• _Short exercise_: Give the entries again exactly, every one of them.

• _Object point labels_:
..............................
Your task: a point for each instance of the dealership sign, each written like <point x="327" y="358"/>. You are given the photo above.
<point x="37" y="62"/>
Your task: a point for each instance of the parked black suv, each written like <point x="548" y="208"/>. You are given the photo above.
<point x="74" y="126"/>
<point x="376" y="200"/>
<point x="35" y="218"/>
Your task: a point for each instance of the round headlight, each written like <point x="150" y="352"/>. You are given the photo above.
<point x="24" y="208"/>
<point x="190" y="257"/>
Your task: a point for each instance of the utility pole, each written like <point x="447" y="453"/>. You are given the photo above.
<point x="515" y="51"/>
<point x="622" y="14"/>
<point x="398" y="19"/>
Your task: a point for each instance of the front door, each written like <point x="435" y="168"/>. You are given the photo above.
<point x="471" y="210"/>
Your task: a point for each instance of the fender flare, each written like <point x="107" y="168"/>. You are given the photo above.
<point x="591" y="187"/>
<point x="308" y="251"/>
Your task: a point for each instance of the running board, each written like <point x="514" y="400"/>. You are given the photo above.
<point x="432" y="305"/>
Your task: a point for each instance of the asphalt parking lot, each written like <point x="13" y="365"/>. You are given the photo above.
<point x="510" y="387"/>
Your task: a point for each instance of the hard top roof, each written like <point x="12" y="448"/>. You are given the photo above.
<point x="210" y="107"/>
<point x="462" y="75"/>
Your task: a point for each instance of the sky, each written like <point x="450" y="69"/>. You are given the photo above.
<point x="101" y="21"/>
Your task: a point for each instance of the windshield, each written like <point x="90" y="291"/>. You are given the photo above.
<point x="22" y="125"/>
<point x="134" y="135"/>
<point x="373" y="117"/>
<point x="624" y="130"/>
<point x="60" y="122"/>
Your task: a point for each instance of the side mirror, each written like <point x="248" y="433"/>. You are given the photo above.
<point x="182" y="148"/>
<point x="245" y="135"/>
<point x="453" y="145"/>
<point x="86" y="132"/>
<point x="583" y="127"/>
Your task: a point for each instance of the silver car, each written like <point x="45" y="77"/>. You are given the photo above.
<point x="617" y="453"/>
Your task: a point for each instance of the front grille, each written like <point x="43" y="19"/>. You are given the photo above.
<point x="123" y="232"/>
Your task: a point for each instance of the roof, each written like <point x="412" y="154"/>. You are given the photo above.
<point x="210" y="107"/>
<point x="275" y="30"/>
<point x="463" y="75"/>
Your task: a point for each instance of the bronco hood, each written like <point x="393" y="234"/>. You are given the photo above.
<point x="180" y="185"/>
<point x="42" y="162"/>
..............................
• _Exercise response_:
Your task: a point for each instance of the dealership sign, each written like <point x="327" y="358"/>. You are given the photo above.
<point x="37" y="62"/>
Your task: a point for each instance of the parked black suv, each written like <point x="548" y="208"/>. You are given the photo above.
<point x="74" y="126"/>
<point x="376" y="200"/>
<point x="35" y="218"/>
Your task: a point for each instance of the round headlight, each written like <point x="150" y="352"/>. You are given the photo above.
<point x="24" y="208"/>
<point x="190" y="257"/>
Your task: a point for each instance of the utility pole, each written like <point x="447" y="453"/>. You are given the photo above.
<point x="515" y="51"/>
<point x="622" y="14"/>
<point x="398" y="19"/>
Your task: a point for each instance of the front door, each written like <point x="435" y="168"/>. You are given the photo above.
<point x="471" y="210"/>
Your task: a point for each instance of the fender flare, each written like <point x="107" y="168"/>. You are given the photo above.
<point x="591" y="187"/>
<point x="308" y="251"/>
Your task: a point for each instance of the running board, each written like <point x="514" y="400"/>. You are given the photo above.
<point x="432" y="305"/>
Your task: a point for each instance of the asphalt parking lot, each written like <point x="13" y="365"/>. You are given the photo above.
<point x="510" y="387"/>
Your task: a point for each instance of the hard top roof, each written like <point x="12" y="448"/>. You are given the photo above.
<point x="210" y="107"/>
<point x="462" y="75"/>
Your task: a point for each instance of the sky, each written like <point x="450" y="69"/>. You are given the photo above.
<point x="101" y="21"/>
Your task: a point for each instance of the windshield, each written like <point x="90" y="291"/>. You are given the photo above.
<point x="22" y="125"/>
<point x="134" y="135"/>
<point x="373" y="117"/>
<point x="624" y="130"/>
<point x="60" y="122"/>
Your task: a point for each instance of the side mirror, each written like <point x="248" y="433"/>. You are given the photo above.
<point x="182" y="148"/>
<point x="245" y="135"/>
<point x="453" y="145"/>
<point x="86" y="132"/>
<point x="583" y="127"/>
Your task: a point for each instance of the silver car, each written like <point x="45" y="77"/>. You are given the photo above.
<point x="617" y="453"/>
Your task: a point for each instance of the front grille, each written like <point x="43" y="19"/>. You are given the photo above.
<point x="123" y="232"/>
Your task: a point for each instance of the roof, each written like <point x="412" y="154"/>. You are given the photo above.
<point x="210" y="107"/>
<point x="275" y="30"/>
<point x="463" y="75"/>
Your task: a point for each instance of the bronco hood, each written like <point x="393" y="234"/>. You are given the photo above.
<point x="180" y="185"/>
<point x="42" y="162"/>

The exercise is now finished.